Passage provided:
* * * *
Most of the Taproot design artifacts are up on github too in taproot/design.

All content-creation UIs in taproot are publicly viewable — take a peek!

Design Principles

In addition to the indiewebcamp principles, these are some principles I have discovered through building taproot.

  • Build software which feels safe, all other concerns (privacy, security, technically exciting) are secondary [1] — this is based on personal experience through selfdogfooding taproot
  • Easy things should be easy, remove friction so hard things are only has hard as they need to be [2]
  • Use event listener patterns to build upon the same data in intelligent ways [3]
  • Build reusable, framework-agnostic components and release them to the public, not monolithic products.

Taproot was named on .

IndieWeb Support

Taproot supports the following:


Currently working on:

  • Using Taproot every day to post content
  • Shrewdness

Next up, in approximate order of priority:

  • Publishing events and RSVPs, handling incoming RSVPs, figuring out invitations
  • Publishing recipes
    • Particularly I’m interested in presenting them in a way optimised for use in the kitchen from a laptop or tablet
  • Audio posts, potentially with POSSE to Soundcloud
  • Publishing likes and reposts
  • DOM templating for all templates
  • Extract more of the code behind my listeners and services into reusable open-source libraries

Done (latest first):

  • Implemented anti-DDOS measures (tried client validation, ditched and went with expiring webmention endpoints)
* * * *
(Collected data)
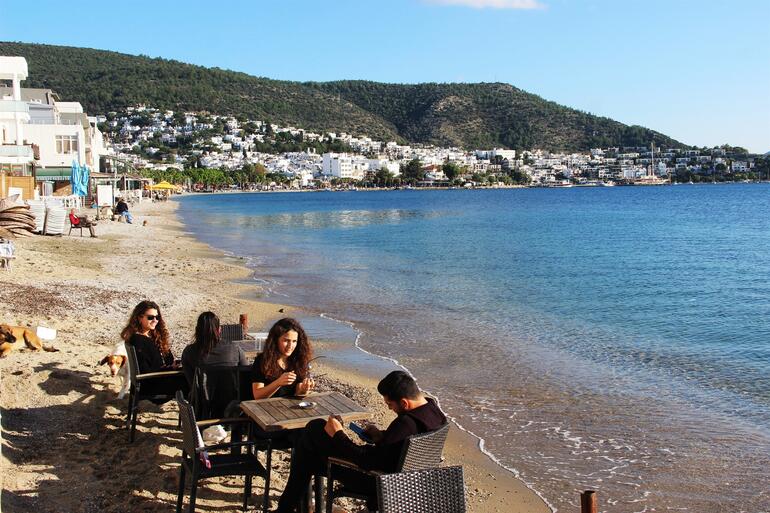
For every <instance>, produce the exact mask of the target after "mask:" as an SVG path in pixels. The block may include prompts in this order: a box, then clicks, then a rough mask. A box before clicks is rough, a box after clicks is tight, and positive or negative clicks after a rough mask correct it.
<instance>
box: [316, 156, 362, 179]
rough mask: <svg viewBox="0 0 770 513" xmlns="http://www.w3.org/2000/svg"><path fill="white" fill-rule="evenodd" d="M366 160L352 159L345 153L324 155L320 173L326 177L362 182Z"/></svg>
mask: <svg viewBox="0 0 770 513" xmlns="http://www.w3.org/2000/svg"><path fill="white" fill-rule="evenodd" d="M367 167H368V165H367V164H366V159H354V158H353V157H351V156H350V155H348V154H347V153H324V154H323V161H322V167H321V171H322V173H323V174H325V175H327V176H334V177H337V178H350V179H352V180H363V178H364V173H365V172H366V169H367Z"/></svg>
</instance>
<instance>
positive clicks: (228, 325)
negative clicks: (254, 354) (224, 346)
mask: <svg viewBox="0 0 770 513" xmlns="http://www.w3.org/2000/svg"><path fill="white" fill-rule="evenodd" d="M220 327H221V328H222V333H221V334H220V335H219V338H220V340H225V341H227V342H234V341H236V340H243V325H242V324H222V325H221V326H220Z"/></svg>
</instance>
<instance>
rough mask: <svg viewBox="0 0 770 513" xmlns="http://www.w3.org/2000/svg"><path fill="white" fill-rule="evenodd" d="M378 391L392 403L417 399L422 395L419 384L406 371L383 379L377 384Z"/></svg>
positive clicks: (398, 371) (380, 394) (380, 393)
mask: <svg viewBox="0 0 770 513" xmlns="http://www.w3.org/2000/svg"><path fill="white" fill-rule="evenodd" d="M377 391H378V392H379V393H380V395H384V396H385V397H387V398H388V399H390V400H391V401H400V400H401V399H417V398H419V397H420V395H421V392H420V387H418V386H417V382H416V381H415V380H414V378H413V377H412V376H410V375H409V374H407V373H406V372H404V371H393V372H391V373H390V374H388V375H387V376H385V377H384V378H382V380H381V381H380V382H379V383H378V384H377Z"/></svg>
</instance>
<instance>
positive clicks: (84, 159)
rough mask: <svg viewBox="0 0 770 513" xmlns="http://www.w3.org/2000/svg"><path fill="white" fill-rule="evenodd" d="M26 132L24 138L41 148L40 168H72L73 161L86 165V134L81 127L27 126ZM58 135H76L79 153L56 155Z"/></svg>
mask: <svg viewBox="0 0 770 513" xmlns="http://www.w3.org/2000/svg"><path fill="white" fill-rule="evenodd" d="M24 130H25V131H24V138H25V139H27V141H28V142H29V143H30V144H37V145H38V146H39V147H40V162H39V165H40V166H43V167H62V166H63V167H66V166H71V165H72V161H73V160H78V161H79V162H80V163H82V164H85V163H86V148H85V133H84V132H83V127H82V126H81V125H25V126H24ZM57 135H76V136H77V137H78V153H77V154H75V153H56V136H57Z"/></svg>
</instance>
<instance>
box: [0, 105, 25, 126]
mask: <svg viewBox="0 0 770 513" xmlns="http://www.w3.org/2000/svg"><path fill="white" fill-rule="evenodd" d="M17 117H18V119H19V120H20V121H22V122H27V121H29V105H27V103H26V102H17V101H15V100H0V119H4V120H14V119H16V118H17Z"/></svg>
* * * *
Task instructions:
Return, word for word, the part of the Taproot passage starting with "Most of the" and going on through "was named on .".

Task response:
Most of the Taproot design artifacts are up on github too in taproot/design.

All content-creation UIs in taproot are publicly viewable — take a peek!

Design Principles

In addition to the indiewebcamp principles, these are some principles I have discovered through building taproot.

  • Build software which feels safe, all other concerns (privacy, security, technically exciting) are secondary [1] — this is based on personal experience through selfdogfooding taproot
  • Easy things should be easy, remove friction so hard things are only has hard as they need to be [2]
  • Use event listener patterns to build upon the same data in intelligent ways [3]
  • Build reusable, framework-agnostic components and release them to the public, not monolithic products.

Taproot was named on .